- _EXTRACT_
* * *
Tuesday, March 24, 2009

The restrictions are no more!

I’m pleased to say I did my full workout this morning. Doing my weights above my head felt rather funny because I haven’t done anything above my head for two months. Oh, shucks, I just now remembered the balance ball. I didn’t do it this morning, only because I forgot it. I’ll get back to that dreaded thing Thursday.

I did take the advice of the cardio people and the PT and AT at the fitness place and didn’t push too hard today so that I can gradually work back into full throttle. But it was nice not having those restrictions on what I can do. I can already see the wheels turning at home as Wife Gator thinks of things for me to do around here. It’ll all be worth it.

In case you didn’t figure it out, my visit yesterday at the cardio place was highly successful, at least from my perspective.

It’s been a long time coming, but except for living with it, the adventure of my ICD (implanted cardioverter device) ended yesterday. I got my final O.K. to return to all my normal activity. I have my ICD tested at the heart center and all is working just fine. Having a routine test is now another of my annual events, but implant is solid, working exactly as it should, and is keeping a close tab on the workings of my heart.

Actually the device gets a full test every three months and, as soon as the receiver arrives, takes readings nightly. I didn’t know it until yesterday, but the device has a wireless transmitter in it that sends the readings to a receiver in my bedroom while I’m sleeping. If it shows all the parameters are in a normal range, that’s it. If it determines one is or more is out of range, it automatically transmits the readings to the heart center for doctor reading.

After the doctor’s review, I could get a call to get to the office immediately or the call could inform me there was a situation and what I should do about it, such as change some medication. I suppose I could be told to get to the hospital; but if it were that bad, by the time the doctor read the readings, I could be dead, or already on the way to the emergency room.

I should point out that if I get two shocks (defibrillations) I’m supposed to call 9-1-1 immediately.

Problem or no problem, the readings get transmitted automatically every three months. Quite a device that ICD. It watches for abnormalities and makes corrections like a pacemaker if the heart beats too slowly or defibrillates like those paddle devices you see on TV if the beat gets too fast. Or something like that. All I really care about is it’s trying to take care of me.

The important outcome of yesterday’s session was the lifting of all restrictions that had been placed on me at the time the device was inserted. I still have three and was told these would be with me forever. I can’t shoot a gun with my left hand, especially one resting against my shoulder. I cannot have MRI’s, and I cannot use an arc welder. I also should avoid anything that could cause a sudden jolt to my left chest or shoulder.

That means today, as I mentioned above, I could return to full activity at my senior fitness center. I was advised to get back into the full routine slowly, more because of my age and condition than because of the implant. So this will probably be the last extensive message about the device. I would be pleased if some of you have followed this from the beginning and have learned something about the Implanted Cardioverter Device. When I first began, it sounded scary. I’d recommend it to anyone whose doctor says, “We need to start a discussion.”

I’ve spend a lot more time on this today than I had planned when I started, but I think it’s important that people know of the miracles available to us in these times. My discussion of the ICD has been periodically on-going since last September. We’ve also attempted, with the help of my Fearless Friend, to give you a little education with a multi-part series about another important, scary sounding operation, cataract surgery. I know he alleviated my fears about that operation. I hope I’ve helped any of you who have heart disease.

Because of all these words today, I’m holding off any rant or rave today. I’d be surprised if something didn’t come to me for tomorrow.
* * *
- _RAW DATA_
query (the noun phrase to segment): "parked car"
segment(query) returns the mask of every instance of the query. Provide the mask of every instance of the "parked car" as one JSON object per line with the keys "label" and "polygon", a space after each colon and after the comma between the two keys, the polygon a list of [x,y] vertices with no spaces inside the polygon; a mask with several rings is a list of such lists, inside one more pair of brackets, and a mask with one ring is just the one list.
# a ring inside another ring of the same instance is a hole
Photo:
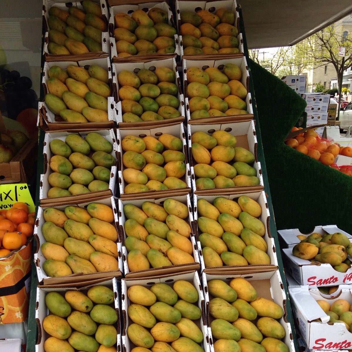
* * *
- _CHECK YOUR UNDERSTANDING_
**a.** Render this sentence from the blog post into Spanish: "I should point out that if I get two shocks (defibrillations) I’m supposed to call 9-1-1 immediately."
**b.** Answer these questions from the blog post:
(i) How often does the device get a full test?
(ii) With which hand is the writer forbidden to shoot a gun?
(iii) Since when has the writer's discussion of the ICD been going on?
**c.** Reproduce word for word the passage of the blog post starting at "After the doctor’s" and ending at "the emergency room.".
The listing can be set aside; none of this work draws on it.

- _OUTPUTS FOR THE TASKS_
**a.** Debo señalar que, si recibo dos descargas (desfibrilaciones), se supone que debo llamar al 9-1-1 de inmediato.

**b.**
(i) Every three months.
(ii) The left hand.
(iii) Since last September.

**c.**
After the doctor’s review, I could get a call to get to the office immediately or the call could inform me there was a situation and what I should do about it, such as change some medication. I suppose I could be told to get to the hospital; but if it were that bad, by the time the doctor read the readings, I could be dead, or already on the way to the emergency room.